• **WHAT IS BEING ASKED**
Search the material for the string "brick" and copy each line where it occurs.

• **RECORD EXTRACTS**
◇ ◇ ◇ ◇ ◇
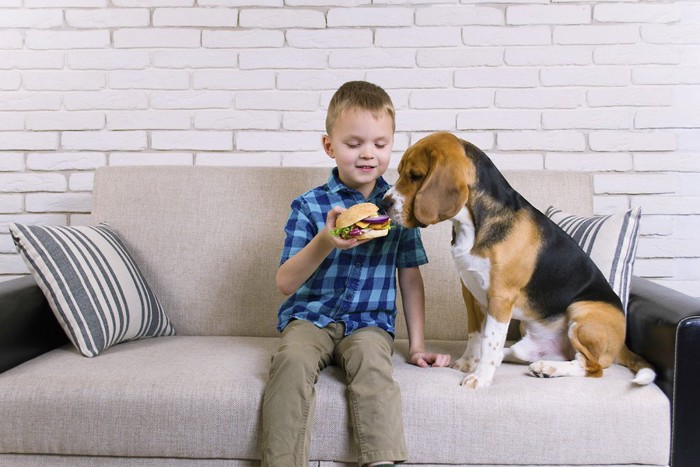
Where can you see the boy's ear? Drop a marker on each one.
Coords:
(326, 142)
◇ ◇ ◇ ◇ ◇
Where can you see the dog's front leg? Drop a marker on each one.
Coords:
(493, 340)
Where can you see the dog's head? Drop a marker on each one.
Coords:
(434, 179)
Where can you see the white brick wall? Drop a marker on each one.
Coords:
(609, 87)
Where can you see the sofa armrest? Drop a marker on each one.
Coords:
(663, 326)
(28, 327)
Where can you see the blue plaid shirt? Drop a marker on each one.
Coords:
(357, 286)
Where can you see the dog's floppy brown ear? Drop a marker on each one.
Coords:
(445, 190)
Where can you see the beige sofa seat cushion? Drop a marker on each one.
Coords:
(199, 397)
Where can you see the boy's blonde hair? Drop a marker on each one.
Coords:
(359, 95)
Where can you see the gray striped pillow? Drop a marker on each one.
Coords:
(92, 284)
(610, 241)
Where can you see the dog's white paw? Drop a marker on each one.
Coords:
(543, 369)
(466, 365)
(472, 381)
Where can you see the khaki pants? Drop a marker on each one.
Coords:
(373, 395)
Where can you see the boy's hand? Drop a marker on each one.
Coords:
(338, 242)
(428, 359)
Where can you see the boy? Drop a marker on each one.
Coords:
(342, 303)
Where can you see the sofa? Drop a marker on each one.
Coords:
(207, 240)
◇ ◇ ◇ ◇ ◇
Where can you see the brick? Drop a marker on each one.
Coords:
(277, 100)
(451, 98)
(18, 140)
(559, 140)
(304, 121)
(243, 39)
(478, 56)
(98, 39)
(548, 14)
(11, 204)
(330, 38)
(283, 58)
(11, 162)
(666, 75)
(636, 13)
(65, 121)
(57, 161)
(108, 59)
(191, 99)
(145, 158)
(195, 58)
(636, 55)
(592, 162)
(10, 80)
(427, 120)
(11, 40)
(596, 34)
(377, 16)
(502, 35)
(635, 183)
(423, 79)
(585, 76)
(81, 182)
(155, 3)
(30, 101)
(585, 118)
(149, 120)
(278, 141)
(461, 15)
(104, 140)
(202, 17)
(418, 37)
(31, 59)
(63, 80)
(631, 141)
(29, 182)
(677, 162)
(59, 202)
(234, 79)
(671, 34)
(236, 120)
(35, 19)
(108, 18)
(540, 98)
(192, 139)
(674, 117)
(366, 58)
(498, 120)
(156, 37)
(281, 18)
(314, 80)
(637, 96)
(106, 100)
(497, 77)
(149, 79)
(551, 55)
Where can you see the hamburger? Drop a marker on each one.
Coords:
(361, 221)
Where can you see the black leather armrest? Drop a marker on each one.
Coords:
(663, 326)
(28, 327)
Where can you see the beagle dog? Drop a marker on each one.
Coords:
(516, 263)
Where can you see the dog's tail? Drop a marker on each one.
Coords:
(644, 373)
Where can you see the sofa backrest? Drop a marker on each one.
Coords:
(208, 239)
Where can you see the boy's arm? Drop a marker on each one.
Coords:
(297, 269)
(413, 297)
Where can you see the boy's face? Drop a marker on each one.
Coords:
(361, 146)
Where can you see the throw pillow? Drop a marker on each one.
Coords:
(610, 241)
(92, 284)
◇ ◇ ◇ ◇ ◇
• **YOUR SOLUTION**
Where can you see the white brick wall? Drop a marker on each one.
Where can you see the brick? Drop a marker on each one.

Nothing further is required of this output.